Named object pointing entries »
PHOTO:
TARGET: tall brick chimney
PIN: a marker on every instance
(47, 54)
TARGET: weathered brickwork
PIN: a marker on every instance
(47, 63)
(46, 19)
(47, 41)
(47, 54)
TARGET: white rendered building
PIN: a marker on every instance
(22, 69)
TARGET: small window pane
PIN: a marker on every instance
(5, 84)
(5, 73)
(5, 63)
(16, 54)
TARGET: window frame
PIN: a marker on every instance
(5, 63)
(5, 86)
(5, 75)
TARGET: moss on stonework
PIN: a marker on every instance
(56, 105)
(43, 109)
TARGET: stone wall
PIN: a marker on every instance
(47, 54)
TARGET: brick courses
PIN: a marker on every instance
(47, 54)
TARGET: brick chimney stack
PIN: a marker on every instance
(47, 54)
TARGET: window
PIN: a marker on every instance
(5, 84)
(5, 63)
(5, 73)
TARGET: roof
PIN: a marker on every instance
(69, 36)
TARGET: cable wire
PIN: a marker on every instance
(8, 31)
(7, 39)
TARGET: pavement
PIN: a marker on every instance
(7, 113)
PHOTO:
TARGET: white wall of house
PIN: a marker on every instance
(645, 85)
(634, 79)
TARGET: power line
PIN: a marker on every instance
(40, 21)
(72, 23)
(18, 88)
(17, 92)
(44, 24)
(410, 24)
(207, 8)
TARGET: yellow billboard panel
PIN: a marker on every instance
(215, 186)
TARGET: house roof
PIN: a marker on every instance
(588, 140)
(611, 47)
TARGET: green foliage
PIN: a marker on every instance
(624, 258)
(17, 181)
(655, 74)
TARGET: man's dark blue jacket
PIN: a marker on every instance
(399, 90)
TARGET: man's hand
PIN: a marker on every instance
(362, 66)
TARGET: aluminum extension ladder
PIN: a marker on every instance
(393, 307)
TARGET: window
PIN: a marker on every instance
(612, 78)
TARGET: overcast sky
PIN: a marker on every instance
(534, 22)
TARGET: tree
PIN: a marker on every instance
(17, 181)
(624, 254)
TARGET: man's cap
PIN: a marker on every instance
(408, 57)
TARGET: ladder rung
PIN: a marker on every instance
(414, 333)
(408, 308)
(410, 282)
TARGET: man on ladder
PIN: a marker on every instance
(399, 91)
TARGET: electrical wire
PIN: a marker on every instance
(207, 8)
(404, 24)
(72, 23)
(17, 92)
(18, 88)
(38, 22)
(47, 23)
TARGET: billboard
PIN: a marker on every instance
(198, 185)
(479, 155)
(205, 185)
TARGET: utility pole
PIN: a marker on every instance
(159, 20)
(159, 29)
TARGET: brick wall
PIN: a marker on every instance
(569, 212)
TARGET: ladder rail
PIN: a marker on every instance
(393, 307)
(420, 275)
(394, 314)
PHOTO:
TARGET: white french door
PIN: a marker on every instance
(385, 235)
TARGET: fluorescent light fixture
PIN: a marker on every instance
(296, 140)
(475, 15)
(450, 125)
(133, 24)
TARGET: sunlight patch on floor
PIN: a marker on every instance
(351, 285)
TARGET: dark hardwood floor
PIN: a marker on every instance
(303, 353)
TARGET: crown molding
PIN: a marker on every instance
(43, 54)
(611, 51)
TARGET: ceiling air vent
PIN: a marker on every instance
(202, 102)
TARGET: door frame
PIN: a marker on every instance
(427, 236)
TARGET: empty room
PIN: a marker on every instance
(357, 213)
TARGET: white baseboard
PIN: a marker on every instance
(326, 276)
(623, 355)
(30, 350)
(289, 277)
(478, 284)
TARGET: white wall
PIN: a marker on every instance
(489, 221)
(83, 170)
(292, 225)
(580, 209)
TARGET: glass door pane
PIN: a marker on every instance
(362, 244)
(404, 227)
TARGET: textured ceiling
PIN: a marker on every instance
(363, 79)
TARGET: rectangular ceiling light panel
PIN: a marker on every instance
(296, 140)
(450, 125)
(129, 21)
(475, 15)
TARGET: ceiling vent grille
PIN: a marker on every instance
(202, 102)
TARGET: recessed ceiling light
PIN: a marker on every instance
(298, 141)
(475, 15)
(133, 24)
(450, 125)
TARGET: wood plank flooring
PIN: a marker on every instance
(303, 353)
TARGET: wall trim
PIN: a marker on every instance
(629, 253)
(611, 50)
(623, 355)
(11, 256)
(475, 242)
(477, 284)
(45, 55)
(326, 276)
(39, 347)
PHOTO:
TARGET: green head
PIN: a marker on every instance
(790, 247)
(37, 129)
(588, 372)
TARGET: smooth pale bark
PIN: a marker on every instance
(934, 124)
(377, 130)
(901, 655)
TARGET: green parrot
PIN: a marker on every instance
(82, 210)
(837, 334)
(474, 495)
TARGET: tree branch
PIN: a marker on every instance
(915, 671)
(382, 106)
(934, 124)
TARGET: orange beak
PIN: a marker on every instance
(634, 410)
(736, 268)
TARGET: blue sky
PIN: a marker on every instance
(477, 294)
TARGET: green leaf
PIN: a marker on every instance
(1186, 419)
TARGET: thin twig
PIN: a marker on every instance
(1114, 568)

Problem to work on » Reproduce every line of the entries, beginning with the line containing "TARGET: tree branch" and continuing through the end of the entries, with each answer coordinate scaled by 1.9 and rounded to the nearest whole number, halves rounded up. Copy all other lines unchanged.

Exercise solution »
TARGET: tree branch
PIN: a marker on every instance
(1739, 1275)
(726, 201)
(1775, 236)
TARGET: orange beak
PIN: a marker on every instance
(1205, 779)
(1398, 509)
TARGET: blue sky
PIN: a marker on every instance
(906, 559)
TARGET: green leaf
PIN: a marker on every instance
(2253, 796)
TARGET: thin twig
PIN: a marker on every instance
(2117, 1079)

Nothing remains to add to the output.